To do: Reproduce every one of the records below verbatim, leaving each line unchanged.

[Coordinate annotation entries]
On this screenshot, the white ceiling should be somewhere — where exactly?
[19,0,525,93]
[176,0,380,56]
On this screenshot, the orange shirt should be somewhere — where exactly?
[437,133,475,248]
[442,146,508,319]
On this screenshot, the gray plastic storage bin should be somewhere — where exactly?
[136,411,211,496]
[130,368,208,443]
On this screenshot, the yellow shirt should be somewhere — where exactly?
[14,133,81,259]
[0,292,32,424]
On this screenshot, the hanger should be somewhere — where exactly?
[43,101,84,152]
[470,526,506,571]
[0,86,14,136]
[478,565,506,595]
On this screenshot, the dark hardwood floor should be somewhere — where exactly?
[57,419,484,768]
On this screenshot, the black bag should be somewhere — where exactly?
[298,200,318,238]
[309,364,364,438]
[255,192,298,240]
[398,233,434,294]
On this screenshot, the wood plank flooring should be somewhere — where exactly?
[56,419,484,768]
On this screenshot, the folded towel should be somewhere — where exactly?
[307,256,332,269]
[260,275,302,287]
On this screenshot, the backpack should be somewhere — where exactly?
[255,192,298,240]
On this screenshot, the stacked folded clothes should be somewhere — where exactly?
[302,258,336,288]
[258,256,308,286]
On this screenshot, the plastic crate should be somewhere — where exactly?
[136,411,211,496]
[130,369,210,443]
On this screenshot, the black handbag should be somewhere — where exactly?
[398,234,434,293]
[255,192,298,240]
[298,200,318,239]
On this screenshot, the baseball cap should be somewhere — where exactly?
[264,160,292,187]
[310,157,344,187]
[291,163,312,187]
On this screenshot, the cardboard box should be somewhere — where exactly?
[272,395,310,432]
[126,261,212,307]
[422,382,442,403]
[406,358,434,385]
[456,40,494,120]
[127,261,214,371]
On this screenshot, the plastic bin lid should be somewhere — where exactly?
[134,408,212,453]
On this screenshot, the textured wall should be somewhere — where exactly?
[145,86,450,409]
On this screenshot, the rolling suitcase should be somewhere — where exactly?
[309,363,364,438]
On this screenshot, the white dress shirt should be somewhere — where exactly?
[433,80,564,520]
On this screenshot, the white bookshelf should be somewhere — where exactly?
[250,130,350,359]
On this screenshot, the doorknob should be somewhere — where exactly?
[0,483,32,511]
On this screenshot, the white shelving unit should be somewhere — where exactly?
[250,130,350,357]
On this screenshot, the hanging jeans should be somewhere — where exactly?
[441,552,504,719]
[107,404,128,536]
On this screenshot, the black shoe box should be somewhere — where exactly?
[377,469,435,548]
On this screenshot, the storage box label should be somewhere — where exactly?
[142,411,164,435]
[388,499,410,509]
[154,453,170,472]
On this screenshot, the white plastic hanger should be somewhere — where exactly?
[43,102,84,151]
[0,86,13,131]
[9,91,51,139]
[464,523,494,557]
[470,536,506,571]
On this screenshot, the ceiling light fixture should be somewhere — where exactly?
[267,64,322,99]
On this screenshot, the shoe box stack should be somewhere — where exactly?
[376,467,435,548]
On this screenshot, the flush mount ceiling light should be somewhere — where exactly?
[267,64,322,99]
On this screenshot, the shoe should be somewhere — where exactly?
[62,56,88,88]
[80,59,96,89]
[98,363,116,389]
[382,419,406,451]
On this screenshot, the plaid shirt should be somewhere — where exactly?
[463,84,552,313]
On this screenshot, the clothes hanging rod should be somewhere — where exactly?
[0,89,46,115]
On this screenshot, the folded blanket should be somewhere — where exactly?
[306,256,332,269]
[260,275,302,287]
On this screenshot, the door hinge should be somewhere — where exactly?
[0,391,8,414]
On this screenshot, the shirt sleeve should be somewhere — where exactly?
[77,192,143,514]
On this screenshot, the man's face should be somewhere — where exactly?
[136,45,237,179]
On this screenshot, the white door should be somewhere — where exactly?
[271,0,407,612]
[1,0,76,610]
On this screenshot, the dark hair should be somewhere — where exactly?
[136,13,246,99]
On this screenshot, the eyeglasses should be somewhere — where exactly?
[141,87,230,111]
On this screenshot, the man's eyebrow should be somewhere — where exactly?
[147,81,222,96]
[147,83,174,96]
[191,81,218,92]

The output:
On this screenshot, the white ceiling should be somewhere — where exactly?
[19,0,525,93]
[176,0,380,56]
On this screenshot, the orange shirt should be somewhere — where exactly?
[437,133,475,248]
[442,146,508,319]
On this screenshot, the gray plastic storage bin should be somewhere — where exactly?
[136,411,211,496]
[130,368,208,443]
On this screenshot, the yellow shirt should be somewhere — where exactly?
[14,133,81,259]
[0,292,32,424]
On this screenshot, the hanger should be somewhere — where exactly?
[43,101,84,152]
[470,526,506,571]
[0,86,14,136]
[478,565,506,595]
On this screenshot, the dark hardwood floor should be somewhere — where exactly?
[57,419,484,768]
On this screenshot, the black bag should be somewhere — where exactly?
[298,200,318,238]
[309,364,364,438]
[255,192,298,240]
[398,233,434,294]
On this screenshot, the wood plank flooring should be somewhere — where exactly?
[56,419,484,768]
On this screenshot, the folded towel should be somewhere — where exactly?
[307,256,332,269]
[260,275,302,287]
On this screenshot, the backpack should be somewhere — where exactly?
[255,192,298,240]
On this screenshot, the stacked folded clothes should be somewhere — where exactly?
[302,258,336,288]
[258,256,308,286]
On this screenshot, the plastic crate should be somewhere — where exactly?
[136,411,211,496]
[130,369,210,443]
On this screenshot, the black handbag should be somewhere — where exactly?
[398,234,434,293]
[255,192,298,240]
[298,200,318,239]
On this screenshot, the baseball cap should be somewhere — where exactly?
[264,160,292,187]
[310,157,344,187]
[291,163,312,187]
On this screenshot, the cardboard box should be somewhere — where exactly?
[272,395,310,432]
[126,261,212,307]
[422,382,442,403]
[406,358,434,385]
[456,40,494,120]
[127,261,214,371]
On this screenshot, the plastic bin lid should be somewhere — where exactly?
[134,408,212,453]
On this screenshot, the textured wall should be somewhere — where exactly?
[145,86,450,409]
On this screenshot, the rolling suitcase should be somewhere — where exactly?
[309,363,364,438]
On this screenshot, the white dress shirt should be somewhere — where exactly?
[433,80,564,520]
On this screenshot, the white bookshelf should be somewhere — where exactly?
[250,130,350,359]
On this screenshot, the doorknob should be somewhere — where exactly?
[0,483,32,511]
On this screenshot, the white shelving unit should be somewhere — where exactly?
[250,130,350,357]
On this screenshot, the hanging jeans should be somewhere — where exactly?
[441,552,504,719]
[107,404,128,536]
On this screenshot, the black shoe box should be somewhere — where exactly?
[377,469,435,548]
On this screenshot, the storage box label should be somewhere — where exactly?
[142,411,164,435]
[388,499,410,509]
[154,453,170,472]
On this screenshot, the white plastic hanger should be somewhere — where exactly?
[43,102,84,151]
[0,86,13,131]
[9,91,51,139]
[464,523,494,557]
[470,536,506,571]
On this screenshot, the ceiling light fixture should be somewhere — where exactly?
[267,64,322,99]
On this screenshot, the shoe box stack should be somewhere — where exactly?
[376,467,435,548]
On this screenshot, the flush mount ceiling light should be somewhere — where exactly?
[267,64,322,99]
On this screenshot, the shoe should be somewhere — where exactly?
[62,56,88,88]
[80,59,96,89]
[98,363,116,389]
[382,419,406,451]
On this screenshot, the plaid shirt should be somewhere — where exactly?
[463,84,552,313]
On this screenshot, the clothes hanging rod should be somewhere — where exactly?
[0,89,46,115]
On this screenshot, the folded blanket should be somewhere — where exactly?
[306,256,332,269]
[260,275,302,287]
On this screenshot, the door hinge should be somewhere — where exactly?
[0,391,8,414]
On this screenshot, the shirt sleeve should be somewhere — where exactly?
[77,192,143,514]
On this screenshot, the man's face should be somewhere — where exactly?
[136,45,237,179]
On this screenshot, the white door should be somewhere — where exactly?
[271,0,407,612]
[1,0,76,610]
On this screenshot, the dark hair should be somewhere — where exactly?
[136,13,246,99]
On this screenshot, the eyeglasses should be somewhere — where exactly?
[141,87,230,111]
On this screenshot, the man's eyebrow should be somewhere — where exactly?
[147,81,222,96]
[147,83,174,96]
[191,81,218,92]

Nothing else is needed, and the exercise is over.